**TEXT PASSAGE:**
□ □ □

The Bali underground indie music scene features many punk groups and indie bands. The indie groups are riding a wave of popularity since the indie scene has become cool and hip, no longer associated with the lot of unknown café singers or wannabe musicians. Since 2001 a 4 piece punk rock group called Geekssmile, aka Denpasar’s Kontrakultura Mercenaries, is famous for its explosive stage antics and their socio- political themed songs. They draw their inspirations from campus climate movements and post-reform era issues which have a significant impact on their lyrics. Their songs reverberate with an explosion of anger and turmoil directed at the political machine couched in a mixture of rap, heavy metal and hardcore. Their favorite subjects are issues which they consider immoral like neo-liberalism, religion’s holy wars, terrorism and global warming.

□ □ □

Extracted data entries
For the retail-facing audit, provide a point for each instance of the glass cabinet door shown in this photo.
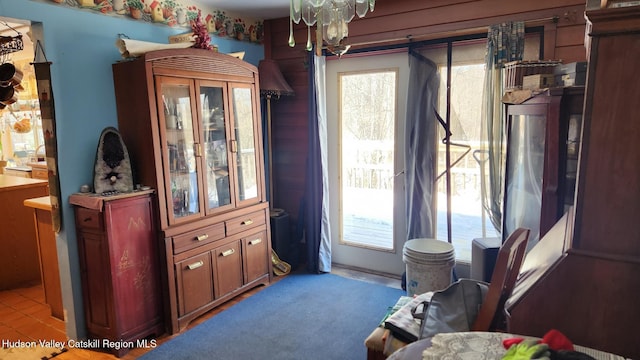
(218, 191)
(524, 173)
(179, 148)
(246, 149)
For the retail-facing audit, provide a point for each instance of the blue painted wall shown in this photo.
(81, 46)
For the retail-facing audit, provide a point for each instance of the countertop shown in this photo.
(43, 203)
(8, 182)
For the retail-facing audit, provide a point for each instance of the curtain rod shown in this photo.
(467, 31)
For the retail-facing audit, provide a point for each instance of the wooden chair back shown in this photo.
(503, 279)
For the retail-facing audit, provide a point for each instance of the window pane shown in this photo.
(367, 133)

□ □ □

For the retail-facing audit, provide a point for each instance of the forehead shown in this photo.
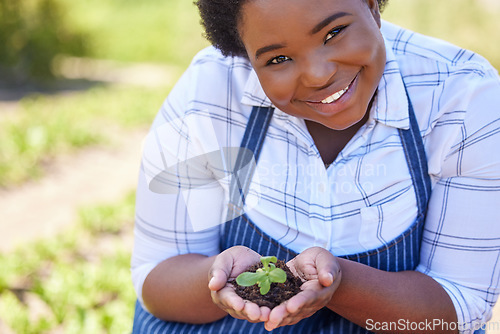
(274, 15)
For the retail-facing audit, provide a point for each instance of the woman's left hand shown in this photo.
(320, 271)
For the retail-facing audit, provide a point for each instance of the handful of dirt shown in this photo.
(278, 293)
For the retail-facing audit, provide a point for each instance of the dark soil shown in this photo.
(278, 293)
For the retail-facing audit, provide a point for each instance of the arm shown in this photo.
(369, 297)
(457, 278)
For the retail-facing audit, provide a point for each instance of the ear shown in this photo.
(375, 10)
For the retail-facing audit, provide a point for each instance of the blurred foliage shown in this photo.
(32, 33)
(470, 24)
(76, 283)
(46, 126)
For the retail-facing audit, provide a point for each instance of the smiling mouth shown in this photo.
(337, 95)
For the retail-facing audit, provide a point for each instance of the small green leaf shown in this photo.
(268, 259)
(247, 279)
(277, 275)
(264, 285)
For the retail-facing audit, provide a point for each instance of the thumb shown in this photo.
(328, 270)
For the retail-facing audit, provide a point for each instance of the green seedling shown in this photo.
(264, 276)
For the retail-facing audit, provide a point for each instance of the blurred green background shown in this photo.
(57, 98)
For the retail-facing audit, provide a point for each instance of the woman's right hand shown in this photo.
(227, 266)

□ □ □

**WHAT TO WORK ON:**
- a) List the issues that the passage on Bali's underground indie music scene names as Geekssmile's favorite subjects.
- b) Carry on the passage on Bali's underground indie music scene, picking up after its final sentence.
The records have nothing to do with this.

**ANSWERS BELOW:**
- a) Neo-liberalism, religion's holy wars, terrorism, global warming

- b)
Geekssmile’s debut album Jurnal Perang Indonesia (Indonesia’s War Journal) aptly introduced their political concerns and is available as a free download from their website. Their latest album, Upeti Untuk Macan Asia (Tribute to Tigers of Asia), is a witness that they are also riling against environmental profanities, and was introduced with the enigmatic slogan “We are selling our souls for rock n ‘roll with full responsibility”. They also sell them for charity, as 50% of their album sales are earmarked to support the Fender Music Foundation whose program “GiveMusicToLife” provides musical instruments to educational programs and schools.

The power of music is uncontestable: it can inspire, uplift and motivate.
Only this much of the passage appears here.